***** Data

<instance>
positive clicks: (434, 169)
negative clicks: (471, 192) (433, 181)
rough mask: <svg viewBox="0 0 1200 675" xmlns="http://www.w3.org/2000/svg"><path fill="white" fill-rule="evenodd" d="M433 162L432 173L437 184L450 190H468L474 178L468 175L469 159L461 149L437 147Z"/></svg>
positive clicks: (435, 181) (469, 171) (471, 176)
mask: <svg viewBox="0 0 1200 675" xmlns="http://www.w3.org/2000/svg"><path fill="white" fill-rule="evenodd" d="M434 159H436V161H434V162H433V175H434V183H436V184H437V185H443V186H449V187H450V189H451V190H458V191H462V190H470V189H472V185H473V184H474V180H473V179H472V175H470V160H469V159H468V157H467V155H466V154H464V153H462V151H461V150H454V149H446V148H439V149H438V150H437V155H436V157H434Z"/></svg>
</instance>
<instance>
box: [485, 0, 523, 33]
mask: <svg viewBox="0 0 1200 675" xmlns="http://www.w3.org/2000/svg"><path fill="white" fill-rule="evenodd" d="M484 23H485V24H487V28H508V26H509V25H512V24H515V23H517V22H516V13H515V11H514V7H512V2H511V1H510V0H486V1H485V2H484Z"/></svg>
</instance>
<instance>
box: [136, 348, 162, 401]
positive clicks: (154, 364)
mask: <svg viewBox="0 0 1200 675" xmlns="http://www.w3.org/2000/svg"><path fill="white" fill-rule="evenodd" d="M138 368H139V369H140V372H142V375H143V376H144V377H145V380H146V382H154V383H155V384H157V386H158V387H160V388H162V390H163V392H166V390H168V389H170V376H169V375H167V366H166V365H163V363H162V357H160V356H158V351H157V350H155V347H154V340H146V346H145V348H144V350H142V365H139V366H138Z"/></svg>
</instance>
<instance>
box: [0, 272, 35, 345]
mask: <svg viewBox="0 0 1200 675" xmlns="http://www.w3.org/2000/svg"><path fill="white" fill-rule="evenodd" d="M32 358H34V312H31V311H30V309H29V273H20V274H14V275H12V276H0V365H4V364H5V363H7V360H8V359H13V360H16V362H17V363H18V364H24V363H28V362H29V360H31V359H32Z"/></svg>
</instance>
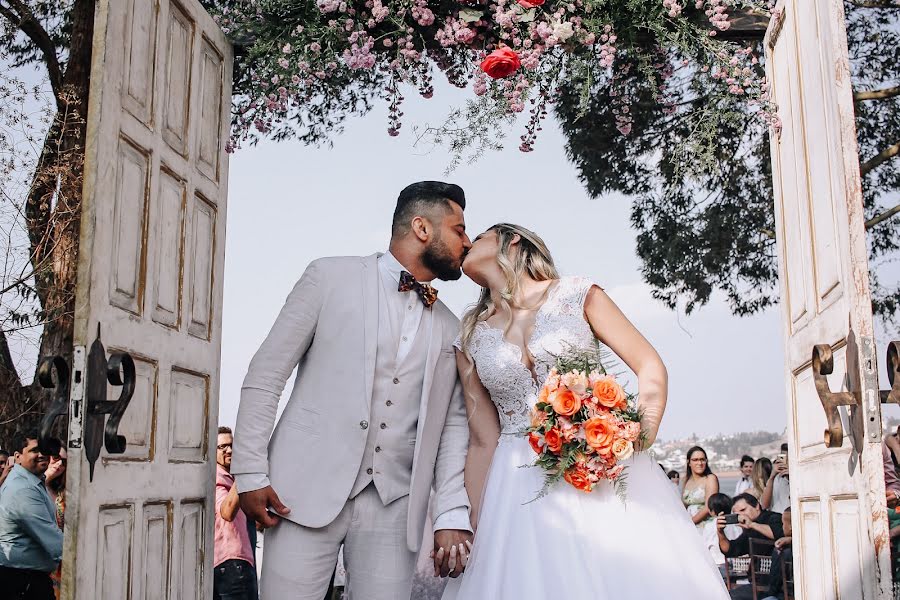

**********

▸ **What you should do**:
Lay out the lines from the start of the records through the line containing "positive clicks: (435, 181)" as a Markdown table with the columns Row and Line. Number each line and leave out any blank lines.

▸ **Solution for this exercise**:
| Row | Line |
|---|---|
| 1 | <instance> |
| 2 | positive clicks: (434, 169) |
| 3 | negative clicks: (471, 192) (433, 181) |
| 4 | rough mask: <svg viewBox="0 0 1200 675" xmlns="http://www.w3.org/2000/svg"><path fill="white" fill-rule="evenodd" d="M433 162L432 173L437 184L450 190H468L474 178L468 175L469 159L461 149L437 147Z"/></svg> |
| 5 | positive clicks: (435, 181) (469, 171) (471, 176) |